> **Le problème**:
Recopiez le passage du texte sur Jacob Boehme qui va de « Lorsqu'à l'orée de » à « temps cyclique ! », ces deux bornes comprises.

Seul Einstein aurait pu comprendre Jacob Boehme !
Lorsqu'à l'orée de ce XVIIème siècle "géométrique" qui nous annonce, Jacob Boehme affirma avoir assisté à des faits remontant aux premiers pas de l'Homme terrestre, on lui objecta plus ou moins malicieusement : "vous y étiez?", ce à quoi il répondit sans sourciller : "oui, j'y étais !".
Au XXème siècle, Jean-Pierre Vernant, peu suspect d'accointance avec un quelconque ésotérisme, a cette belle et intrigante description à propos d'Homère lorsque celui-ci, avant toute chose, avant toute déclamation, requiert l'assistance des muses, ces filles de Mémoire : "Il se rendait ainsi présent au passé!" ...
Quelles que soient nos croyances, ces deux exemples pour le moins intrigants, contre-intuitifs, réclament une réflexion approfondie sur notre actuelle relation à ce que nous appelons "le temps" !
Le temps vectoriel et le temps cyclique !

> **Extraits des items**:
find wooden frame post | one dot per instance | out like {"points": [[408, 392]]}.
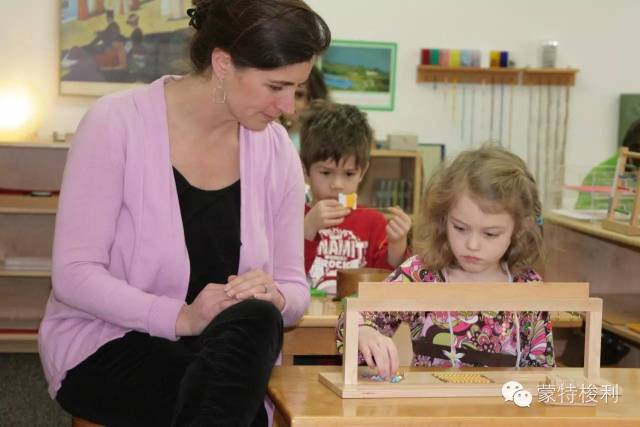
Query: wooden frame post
{"points": [[456, 297]]}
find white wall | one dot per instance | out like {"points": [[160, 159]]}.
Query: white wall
{"points": [[595, 36]]}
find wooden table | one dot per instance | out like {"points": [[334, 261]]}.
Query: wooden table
{"points": [[315, 334], [301, 400], [582, 251]]}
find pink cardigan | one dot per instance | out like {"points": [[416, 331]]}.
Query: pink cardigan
{"points": [[120, 262]]}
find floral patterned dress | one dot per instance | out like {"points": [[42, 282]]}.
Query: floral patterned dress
{"points": [[465, 338]]}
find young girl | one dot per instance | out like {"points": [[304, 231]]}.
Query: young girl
{"points": [[480, 223]]}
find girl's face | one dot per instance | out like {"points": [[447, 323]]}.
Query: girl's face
{"points": [[257, 97], [478, 239]]}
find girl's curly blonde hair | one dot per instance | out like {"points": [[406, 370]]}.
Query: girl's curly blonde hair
{"points": [[498, 181]]}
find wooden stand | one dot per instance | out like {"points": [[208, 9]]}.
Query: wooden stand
{"points": [[473, 297], [632, 228]]}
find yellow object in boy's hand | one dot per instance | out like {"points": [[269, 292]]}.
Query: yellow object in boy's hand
{"points": [[348, 200]]}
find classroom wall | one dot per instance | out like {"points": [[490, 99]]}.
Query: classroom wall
{"points": [[595, 36]]}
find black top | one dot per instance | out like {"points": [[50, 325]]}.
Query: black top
{"points": [[211, 221]]}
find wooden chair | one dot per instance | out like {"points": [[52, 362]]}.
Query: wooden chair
{"points": [[468, 297], [633, 227]]}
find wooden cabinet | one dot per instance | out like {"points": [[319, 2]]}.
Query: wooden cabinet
{"points": [[582, 251], [389, 168], [26, 234]]}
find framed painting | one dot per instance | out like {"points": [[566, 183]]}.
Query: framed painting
{"points": [[109, 45], [361, 73], [629, 113]]}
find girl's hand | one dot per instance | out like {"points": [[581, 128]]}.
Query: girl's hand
{"points": [[193, 318], [398, 226], [324, 214], [378, 351], [255, 284]]}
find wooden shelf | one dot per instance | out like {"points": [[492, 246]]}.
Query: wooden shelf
{"points": [[19, 341], [549, 76], [622, 331], [35, 144], [509, 76], [11, 204], [437, 74], [592, 228], [24, 273], [395, 153]]}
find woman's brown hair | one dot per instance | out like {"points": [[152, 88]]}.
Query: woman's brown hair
{"points": [[498, 181], [263, 34]]}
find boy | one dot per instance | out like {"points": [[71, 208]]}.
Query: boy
{"points": [[335, 144]]}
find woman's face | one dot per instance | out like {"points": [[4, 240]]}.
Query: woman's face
{"points": [[258, 97]]}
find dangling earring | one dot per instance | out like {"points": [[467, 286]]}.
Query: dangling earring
{"points": [[219, 94]]}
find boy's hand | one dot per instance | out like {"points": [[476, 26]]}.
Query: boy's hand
{"points": [[398, 226], [378, 351], [326, 213]]}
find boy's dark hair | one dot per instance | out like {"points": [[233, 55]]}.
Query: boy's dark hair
{"points": [[263, 34], [334, 131]]}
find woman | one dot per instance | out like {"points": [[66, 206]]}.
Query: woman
{"points": [[171, 279]]}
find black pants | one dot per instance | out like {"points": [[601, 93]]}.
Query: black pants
{"points": [[217, 379]]}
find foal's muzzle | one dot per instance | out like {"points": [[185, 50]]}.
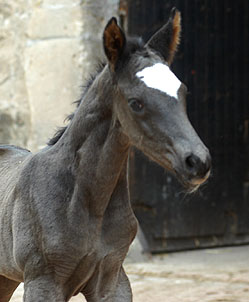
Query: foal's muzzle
{"points": [[197, 169]]}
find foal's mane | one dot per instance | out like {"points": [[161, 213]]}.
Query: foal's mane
{"points": [[133, 44]]}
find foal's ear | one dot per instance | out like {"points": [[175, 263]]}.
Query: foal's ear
{"points": [[166, 39], [114, 42]]}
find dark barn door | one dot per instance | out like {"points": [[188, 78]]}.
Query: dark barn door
{"points": [[213, 61]]}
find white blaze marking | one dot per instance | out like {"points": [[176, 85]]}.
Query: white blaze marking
{"points": [[160, 77]]}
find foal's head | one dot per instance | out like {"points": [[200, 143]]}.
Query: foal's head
{"points": [[150, 101]]}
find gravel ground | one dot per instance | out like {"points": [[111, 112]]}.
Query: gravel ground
{"points": [[213, 275]]}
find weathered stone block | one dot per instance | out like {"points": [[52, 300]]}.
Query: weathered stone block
{"points": [[54, 23]]}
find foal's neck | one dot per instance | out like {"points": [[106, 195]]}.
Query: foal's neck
{"points": [[95, 144]]}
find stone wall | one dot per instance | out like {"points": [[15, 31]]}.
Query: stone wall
{"points": [[47, 49]]}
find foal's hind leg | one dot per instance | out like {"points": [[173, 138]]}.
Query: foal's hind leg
{"points": [[43, 289], [7, 288]]}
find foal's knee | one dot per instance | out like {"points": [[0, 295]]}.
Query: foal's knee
{"points": [[42, 289]]}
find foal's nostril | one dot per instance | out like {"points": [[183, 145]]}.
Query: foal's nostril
{"points": [[191, 161], [196, 167]]}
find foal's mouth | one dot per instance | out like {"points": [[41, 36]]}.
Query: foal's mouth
{"points": [[192, 185]]}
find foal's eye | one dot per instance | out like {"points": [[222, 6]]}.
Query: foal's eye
{"points": [[136, 105]]}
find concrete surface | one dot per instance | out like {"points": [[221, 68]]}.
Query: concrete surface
{"points": [[211, 275]]}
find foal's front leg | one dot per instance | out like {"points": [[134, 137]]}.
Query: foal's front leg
{"points": [[7, 288], [123, 291], [43, 289]]}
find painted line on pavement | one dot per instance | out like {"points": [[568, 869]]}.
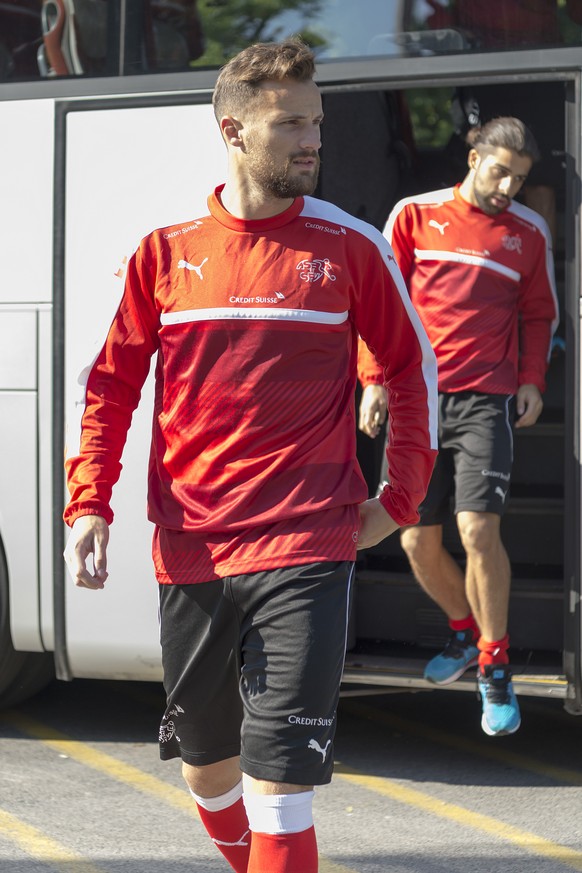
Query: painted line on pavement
{"points": [[116, 769], [532, 843], [453, 741], [36, 844]]}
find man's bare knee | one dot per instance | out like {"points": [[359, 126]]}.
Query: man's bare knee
{"points": [[421, 544], [479, 531], [212, 780]]}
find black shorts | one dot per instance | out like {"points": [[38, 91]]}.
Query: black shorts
{"points": [[475, 456], [252, 666]]}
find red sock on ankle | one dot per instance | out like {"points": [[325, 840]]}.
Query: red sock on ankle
{"points": [[284, 853], [493, 652], [228, 828], [468, 623]]}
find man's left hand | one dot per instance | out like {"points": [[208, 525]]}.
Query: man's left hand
{"points": [[529, 405], [375, 523]]}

> **Réponse complète**:
Lorsqu'à l'orée de ce XVIIème siècle "géométrique" qui nous annonce, Jacob Boehme affirma avoir assisté à des faits remontant aux premiers pas de l'Homme terrestre, on lui objecta plus ou moins malicieusement : "vous y étiez?", ce à quoi il répondit sans sourciller : "oui, j'y étais !".
Au XXème siècle, Jean-Pierre Vernant, peu suspect d'accointance avec un quelconque ésotérisme, a cette belle et intrigante description à propos d'Homère lorsque celui-ci, avant toute chose, avant toute déclamation, requiert l'assistance des muses, ces filles de Mémoire : "Il se rendait ainsi présent au passé!" ...
Quelles que soient nos croyances, ces deux exemples pour le moins intrigants, contre-intuitifs, réclament une réflexion approfondie sur notre actuelle relation à ce que nous appelons "le temps" !
Le temps vectoriel et le temps cyclique !